TASK LIST
• a. In the Karna passage, what does Karna use in place of water, and why?
• b. Write the next part of the Karna passage, picking up after its final sentence.

EXCERPTED TEXT
Once again Arjuna and Karna oppose each other on the battlefield. Karna shoots the snake-missile Asvasenan. It misses Arjuna's heart with a few inches, because Krishna makes Arjuna's chariot sink into the ground. Asvasenan pleads with Karna to use him again. Karna says he cannot do so, because he has promised his mother Kunti to use the snake-missile only once against Arjuna. Asvasenan, who is no longer of any help to Karna, expires on the spot. Expressing his utter loneliness, Karna feels that his time to die has come. He seeks refuge with Lord Krishna. Then Arjuna releases the Pasupata-weapon, which strikes Karna fatally in his breast.

Krishna, taking the form of an old Brahmin, meets the mortally wounded Karna on the battlefield. He asks him to give him the merit (tarumam), which is the result of all the good deeds (tanams) Karna has performed throughout his life. Karna consents. The gift is transferred, accompanied by the attributes used at a funeral ceremony. Because no water is available at Kurukshetra, Karna uses his own blood by shaking the arrow in his breast.

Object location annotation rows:
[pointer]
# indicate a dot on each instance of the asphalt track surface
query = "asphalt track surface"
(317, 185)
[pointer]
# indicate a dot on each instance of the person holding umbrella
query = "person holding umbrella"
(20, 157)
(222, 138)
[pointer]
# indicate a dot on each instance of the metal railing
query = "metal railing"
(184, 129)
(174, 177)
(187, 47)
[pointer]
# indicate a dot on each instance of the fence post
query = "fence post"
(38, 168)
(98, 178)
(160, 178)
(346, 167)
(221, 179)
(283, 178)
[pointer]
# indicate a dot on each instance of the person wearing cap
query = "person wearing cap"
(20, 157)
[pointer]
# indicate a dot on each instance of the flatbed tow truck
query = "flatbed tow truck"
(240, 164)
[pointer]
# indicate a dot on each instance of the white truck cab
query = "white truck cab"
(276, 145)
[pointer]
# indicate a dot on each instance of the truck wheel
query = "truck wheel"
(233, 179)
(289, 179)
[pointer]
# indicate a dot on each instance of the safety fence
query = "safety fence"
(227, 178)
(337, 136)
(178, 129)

RESULTS FOR THE EXERCISE
• a. He uses his own blood, shaking the arrow in his breast, because no water is available at Kurukshetra.

• b.
After Karna has donated his merit, Krishna grants Karna the vision of himself seated on Garuda, accompanied by his wives Radha and Rukmini. The Lord promises Karna to grant him whatever boon he wishes. Karna says that, although he could ask Krishna to give victory to Duryodhana and bring his armies back to life, he does not want to do so. He then requests two things: firstly, that as soon as he dies, his mother Kunti shall be informed. She will rush to the battlefield and proclaim publicly that Karna is her son and that he is not of low caste. Secondly, in order to reach Krishna's feet (that is, the liberation of his soul from the cycle of births) Karna wants to fulfil the good deed of feeding others (annatanam). This is the only tanam he has not been able to carry out in this life, because nobody wanted to eat in the house of a person of low caste. He asks Krishna to give him in his next births the means to be liberal and the opportunity to carry out annatanam. A moved Krishna grants Karna these favours and tells him that in his next life he will be reborn as Siruttontar Nayanar, famous for offering his own son as food to Lord Siva, after which he attains moksham. Karna dies and therewith the play reaches its conclusion.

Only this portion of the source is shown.